Document extract:

_ _ _

Always Harlan to the end. Now the terrible day has come and gone.
Now I can finally write that piece I tried so many times to write.
And now I understand why those old pieces died in the womb, all
tin-eared, and pointless: because I had written them in a world where
Harlan Ellison was alive, before the universe became the smaller,
colder, less interesting place it is now that he is gone...before his
departure broke my heart in two and left me nothing but words –
his, artifacts of bygone brilliance, and mine, clunky and inadequate,
squeezed out in a vain attempt to staunch the wound left in his
absence. Words were always enough for Harlan. For me they seem
woefully inadequate. But I'm in front of the computer, which for
Harlan was always nine-tenths of the battle: get your butt in the
chair and do the work. So for him, I will.
So...Harlan and me.
My first experience was in grade
school. My library had a still-picture paperback of the Star
Trek episode 'City on the Edge
of Forever' – literally a collection of glossy screenshots taken
directly from the episode, arrayed in sequence with dialogue boxes
superimposed over the pictures like a live-action comic book. I was
a budding nerd and my library had precious little in the way of
sci-fi, so that smudged and crinkled little volume was my constant
companion between lunch and dreaded gym class. I didn't know at the
time I was reading Harlan Ellison's work, wouldn't know until many
years later he was the author of the most universally acclaimed Star
Trek episode of all time. It
would be years more before I would learn the full story behind that
episode, how Ellison's original version was much darker and subject
to heavy censor by the studio. In my twenties I had the joy of
reading the unaltered script, when I could actually appreciate the
brilliance of the initial vision and the frustration he felt at
having his work be so criminally defanged by skittish executives. At
the time I only knew that torn and greasy paperback seemed pretty
damn cool (and gee, it had
to be the only episode of original Trek
where McCoy went bonkers from a drug overdose, right?!). It was the
first of countless times Ellison's imagination would succor me.
I could not say when it was that I
read my first Ellison short story, but I do recall when I began
pursuing his stories because they were his. See, I'd heard his name bandied about by
the comic book and sci-fi communities, often spoken with a mixture of
hushed reverence and a kind of bloviating envy/scorn by other writers
who knew him by reputation. I knew him to be one of the giants of
speculative fiction's “between” period (as Neil Gaiman refers to
it), after the golden age of legends like Asimov and Bester but
before the so-called “modern” age that gave us William Gibson,
Gaiman, a slew of others. I told myself I'd try him one day, but I
was too into my Star Wars novels and my first tentative steps into
High Fantasy to think much on it. Then my cousin began lending me a
steady supply of VHS tapes full of Babylon 5.

_ _ _

The tasks:
1. Answer these questions about the essay on Harlan Ellison.
(a) What book about a Star Trek episode did the writer's grade-school library have?
(b) What name does the essay say Neil Gaiman uses for the period of speculative fiction that Ellison belonged to?
(c) What did the writer's cousin begin lending?
2. Copy the part of the essay on Harlan Ellison that opens with the words containing "And now I understand" and closes with "him, I will.", substituting "typewriter" for "computer".

_ _ _

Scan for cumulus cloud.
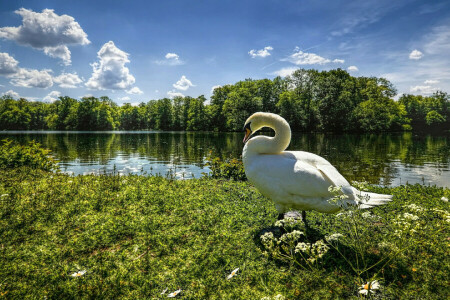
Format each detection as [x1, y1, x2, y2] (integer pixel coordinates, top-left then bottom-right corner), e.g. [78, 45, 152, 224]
[248, 46, 273, 58]
[0, 53, 19, 76]
[155, 53, 184, 66]
[86, 41, 135, 90]
[2, 90, 20, 99]
[209, 85, 222, 95]
[167, 90, 184, 98]
[409, 49, 423, 60]
[0, 53, 53, 88]
[53, 73, 83, 89]
[43, 91, 61, 102]
[11, 69, 53, 89]
[272, 67, 298, 77]
[0, 8, 90, 65]
[423, 79, 439, 84]
[44, 46, 72, 66]
[173, 75, 194, 91]
[126, 86, 144, 95]
[282, 47, 330, 65]
[119, 96, 131, 101]
[409, 85, 438, 95]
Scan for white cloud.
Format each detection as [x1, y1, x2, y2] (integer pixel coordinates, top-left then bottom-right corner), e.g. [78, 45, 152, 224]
[44, 45, 72, 66]
[423, 79, 440, 84]
[272, 67, 298, 77]
[53, 73, 83, 89]
[0, 53, 53, 88]
[125, 86, 144, 95]
[409, 85, 438, 95]
[119, 96, 131, 101]
[155, 52, 184, 66]
[2, 90, 20, 99]
[0, 53, 19, 76]
[86, 41, 135, 90]
[11, 69, 53, 89]
[409, 49, 423, 60]
[248, 46, 273, 58]
[209, 85, 222, 95]
[167, 90, 184, 98]
[282, 47, 330, 65]
[0, 8, 90, 65]
[43, 91, 61, 102]
[424, 25, 450, 57]
[173, 75, 194, 91]
[80, 94, 95, 98]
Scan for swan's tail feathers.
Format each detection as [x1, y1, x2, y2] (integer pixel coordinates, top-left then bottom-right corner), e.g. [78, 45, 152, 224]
[358, 191, 392, 208]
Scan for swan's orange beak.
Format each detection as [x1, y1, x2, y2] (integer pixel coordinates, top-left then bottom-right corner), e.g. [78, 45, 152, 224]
[242, 128, 252, 144]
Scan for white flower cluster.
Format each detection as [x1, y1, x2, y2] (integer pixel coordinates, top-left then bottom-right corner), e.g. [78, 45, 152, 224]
[261, 294, 286, 300]
[405, 204, 424, 212]
[403, 213, 419, 221]
[378, 241, 399, 252]
[325, 233, 343, 243]
[280, 230, 305, 243]
[275, 217, 298, 228]
[295, 240, 330, 263]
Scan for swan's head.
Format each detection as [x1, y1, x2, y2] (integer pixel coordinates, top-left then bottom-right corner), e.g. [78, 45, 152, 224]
[243, 112, 289, 144]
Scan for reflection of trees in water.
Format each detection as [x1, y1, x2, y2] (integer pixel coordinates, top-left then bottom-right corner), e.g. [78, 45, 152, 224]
[0, 132, 450, 184]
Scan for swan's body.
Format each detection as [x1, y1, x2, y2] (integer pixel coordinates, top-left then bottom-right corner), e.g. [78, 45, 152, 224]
[242, 113, 392, 214]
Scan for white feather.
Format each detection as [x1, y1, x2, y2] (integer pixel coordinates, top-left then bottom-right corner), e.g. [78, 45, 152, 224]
[242, 113, 392, 213]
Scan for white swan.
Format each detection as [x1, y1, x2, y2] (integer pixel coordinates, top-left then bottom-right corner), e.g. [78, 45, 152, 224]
[242, 112, 392, 223]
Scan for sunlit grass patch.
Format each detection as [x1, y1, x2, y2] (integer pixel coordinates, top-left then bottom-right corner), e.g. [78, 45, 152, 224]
[0, 169, 450, 299]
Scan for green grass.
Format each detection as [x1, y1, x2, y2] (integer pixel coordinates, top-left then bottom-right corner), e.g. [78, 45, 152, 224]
[0, 168, 450, 299]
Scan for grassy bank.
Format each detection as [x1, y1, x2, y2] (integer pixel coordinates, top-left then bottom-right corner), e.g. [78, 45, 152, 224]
[0, 169, 450, 299]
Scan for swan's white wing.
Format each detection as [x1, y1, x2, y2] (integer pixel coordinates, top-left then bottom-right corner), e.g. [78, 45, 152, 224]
[283, 151, 350, 187]
[245, 152, 338, 198]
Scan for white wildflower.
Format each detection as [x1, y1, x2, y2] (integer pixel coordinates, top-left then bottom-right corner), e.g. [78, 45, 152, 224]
[325, 233, 343, 242]
[261, 232, 274, 243]
[378, 242, 398, 251]
[227, 268, 239, 280]
[361, 211, 370, 219]
[280, 230, 304, 243]
[295, 242, 311, 253]
[359, 280, 381, 295]
[403, 213, 419, 221]
[406, 204, 424, 212]
[70, 270, 86, 277]
[167, 290, 181, 298]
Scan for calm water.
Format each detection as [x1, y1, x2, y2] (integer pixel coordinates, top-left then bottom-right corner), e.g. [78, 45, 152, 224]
[0, 131, 450, 187]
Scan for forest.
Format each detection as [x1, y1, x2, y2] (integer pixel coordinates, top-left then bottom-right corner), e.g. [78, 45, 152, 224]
[0, 69, 450, 132]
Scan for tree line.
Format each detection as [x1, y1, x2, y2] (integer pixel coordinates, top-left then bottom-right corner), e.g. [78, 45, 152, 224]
[0, 69, 450, 132]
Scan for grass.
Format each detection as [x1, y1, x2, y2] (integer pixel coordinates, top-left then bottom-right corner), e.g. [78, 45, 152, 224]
[0, 168, 450, 299]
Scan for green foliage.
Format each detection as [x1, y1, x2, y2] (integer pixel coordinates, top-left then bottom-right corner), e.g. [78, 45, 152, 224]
[0, 139, 58, 171]
[206, 156, 247, 181]
[399, 92, 450, 130]
[0, 169, 450, 299]
[0, 69, 450, 132]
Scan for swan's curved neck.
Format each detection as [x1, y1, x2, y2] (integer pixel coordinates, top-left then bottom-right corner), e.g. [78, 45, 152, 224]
[244, 117, 291, 155]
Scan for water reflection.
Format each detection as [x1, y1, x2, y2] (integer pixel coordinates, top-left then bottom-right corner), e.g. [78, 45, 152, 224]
[0, 131, 450, 187]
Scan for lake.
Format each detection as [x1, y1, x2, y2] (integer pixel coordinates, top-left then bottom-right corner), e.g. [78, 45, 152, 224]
[0, 131, 450, 187]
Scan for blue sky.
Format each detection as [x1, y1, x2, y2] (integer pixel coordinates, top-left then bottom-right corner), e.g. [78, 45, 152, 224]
[0, 0, 450, 104]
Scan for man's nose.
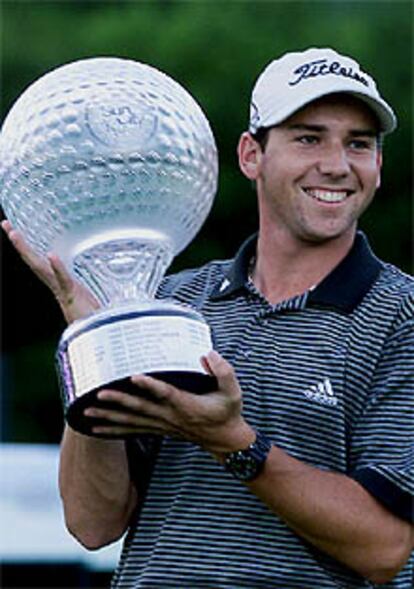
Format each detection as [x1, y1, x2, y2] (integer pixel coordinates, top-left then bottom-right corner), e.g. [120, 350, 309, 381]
[319, 145, 351, 177]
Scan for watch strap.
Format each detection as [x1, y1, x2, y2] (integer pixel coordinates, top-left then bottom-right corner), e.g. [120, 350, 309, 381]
[224, 431, 272, 482]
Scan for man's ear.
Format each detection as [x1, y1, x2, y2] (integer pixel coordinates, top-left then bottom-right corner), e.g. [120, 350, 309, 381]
[376, 149, 382, 190]
[237, 131, 262, 180]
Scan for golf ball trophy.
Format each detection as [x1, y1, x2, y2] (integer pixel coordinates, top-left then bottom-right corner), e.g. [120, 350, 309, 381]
[0, 57, 217, 434]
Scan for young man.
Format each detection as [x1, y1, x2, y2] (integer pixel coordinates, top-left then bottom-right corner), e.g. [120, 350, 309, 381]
[3, 49, 414, 589]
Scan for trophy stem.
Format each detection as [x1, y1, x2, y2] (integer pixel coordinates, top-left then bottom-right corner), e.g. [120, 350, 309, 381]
[73, 239, 173, 305]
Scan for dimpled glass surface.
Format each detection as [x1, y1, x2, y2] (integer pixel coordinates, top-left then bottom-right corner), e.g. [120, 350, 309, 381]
[0, 58, 217, 298]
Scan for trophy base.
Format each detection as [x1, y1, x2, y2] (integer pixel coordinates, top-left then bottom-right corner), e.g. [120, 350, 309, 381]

_ _ _

Per-task outputs:
1.
(a) A still-picture paperback of the episode 'City on the Edge of Forever'.
(b) The "between" period.
(c) A steady supply of VHS tapes full of Babylon 5.

2.
And now I understand why those old pieces died in the womb, all
tin-eared, and pointless: because I had written them in a world where
Harlan Ellison was alive, before the universe became the smaller,
colder, less interesting place it is now that he is gone...before his
departure broke my heart in two and left me nothing but words –
his, artifacts of bygone brilliance, and mine, clunky and inadequate,
squeezed out in a vain attempt to staunch the wound left in his
absence. Words were always enough for Harlan. For me they seem
woefully inadequate. But I'm in front of the typewriter, which for
Harlan was always nine-tenths of the battle: get your butt in the
chair and do the work. So for him, I will.